** RECORDS FOR THIS EXERCISE follows **
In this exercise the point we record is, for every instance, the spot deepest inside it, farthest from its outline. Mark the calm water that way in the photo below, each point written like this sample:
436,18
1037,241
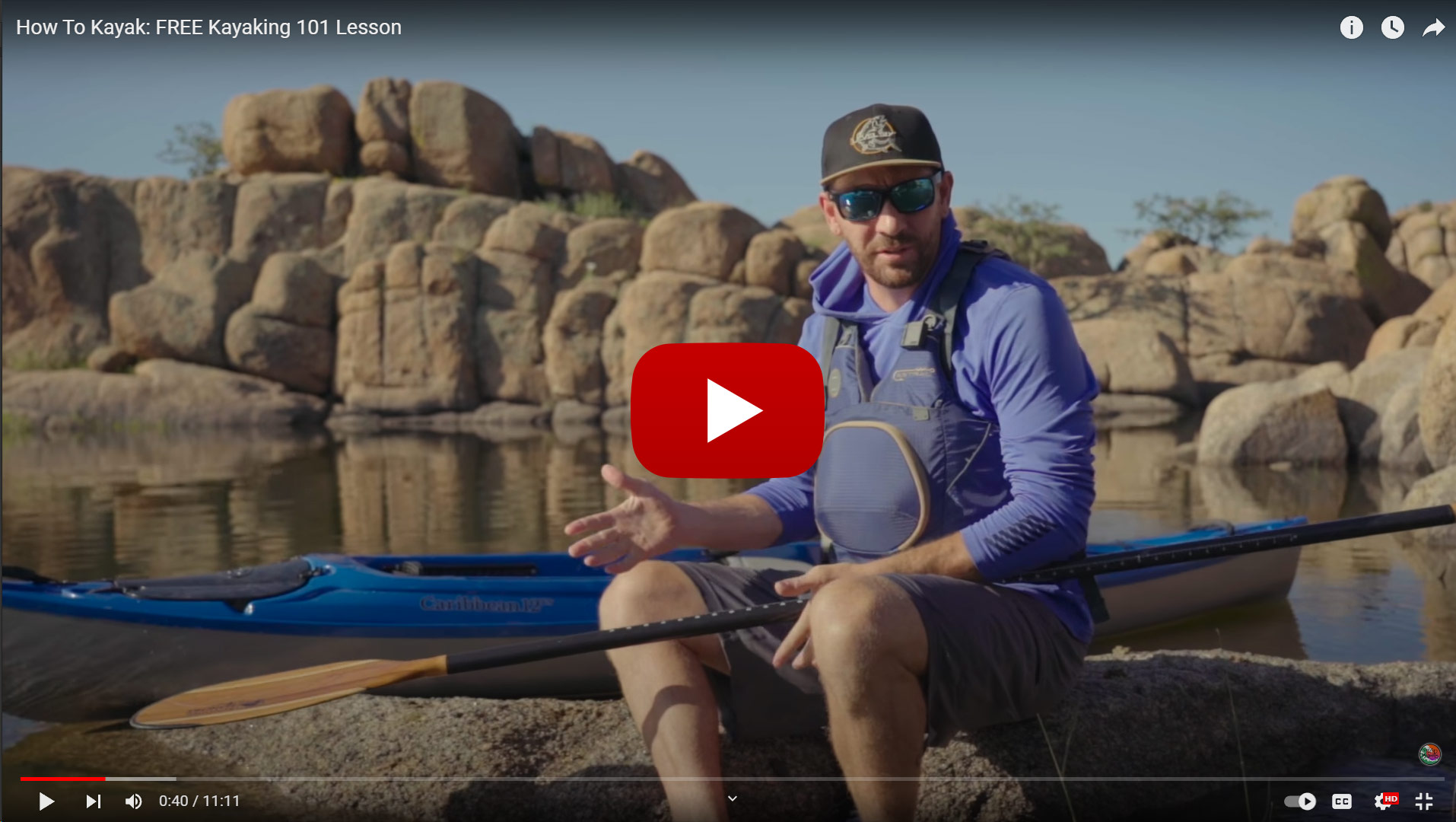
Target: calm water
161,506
** End of RECORDS FOR THIS EXERCISE **
** RECORDS FOR THIS EXERCISE follows **
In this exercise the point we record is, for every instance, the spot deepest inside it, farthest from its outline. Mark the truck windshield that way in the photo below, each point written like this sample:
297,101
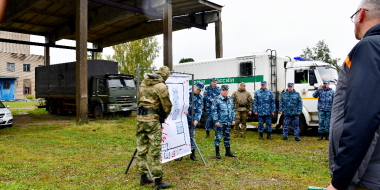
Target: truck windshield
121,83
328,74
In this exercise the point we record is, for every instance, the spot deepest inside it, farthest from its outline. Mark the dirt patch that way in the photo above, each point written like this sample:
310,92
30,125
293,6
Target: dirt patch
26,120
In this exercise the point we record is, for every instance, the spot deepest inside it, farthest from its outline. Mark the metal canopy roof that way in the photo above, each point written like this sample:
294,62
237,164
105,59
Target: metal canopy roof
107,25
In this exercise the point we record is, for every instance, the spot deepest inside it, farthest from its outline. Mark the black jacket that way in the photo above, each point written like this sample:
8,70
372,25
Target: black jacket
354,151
** End of RECORDS FOR THIS EXERCISE **
■ **EXERCISE AIM**: Filter the material for the word "like" and copy each matching line.

■ **EXERCISE SOLUTION**:
In this exercise the point we record is, for every instance, the spot deepest inside it, farthest from its outline. Mark the calm water that way in the photo below, each point written like this sample:
In this exercise the point we record is, for every instance, the spot deepest inside it, farthest from its outline. Mark the truck windshield that way in the photo below, each point written like this sample:
In this exercise the point we record is, for every instance, the spot deepest inside it, farthest from its outline. Mark the dirt patch that way in the photo above, each point written like this sample:
In this exercise the point we record is, for every instance, the spot deepest inside it, farthest from its outline. Mark the metal canopy roof that way in the photo above, each point written like this sample:
In this exercise the point we record is, for every instance, the spot deepest inside it, farthest from its outline. Mark the black jacket that way in the photo above, each point written like this sample:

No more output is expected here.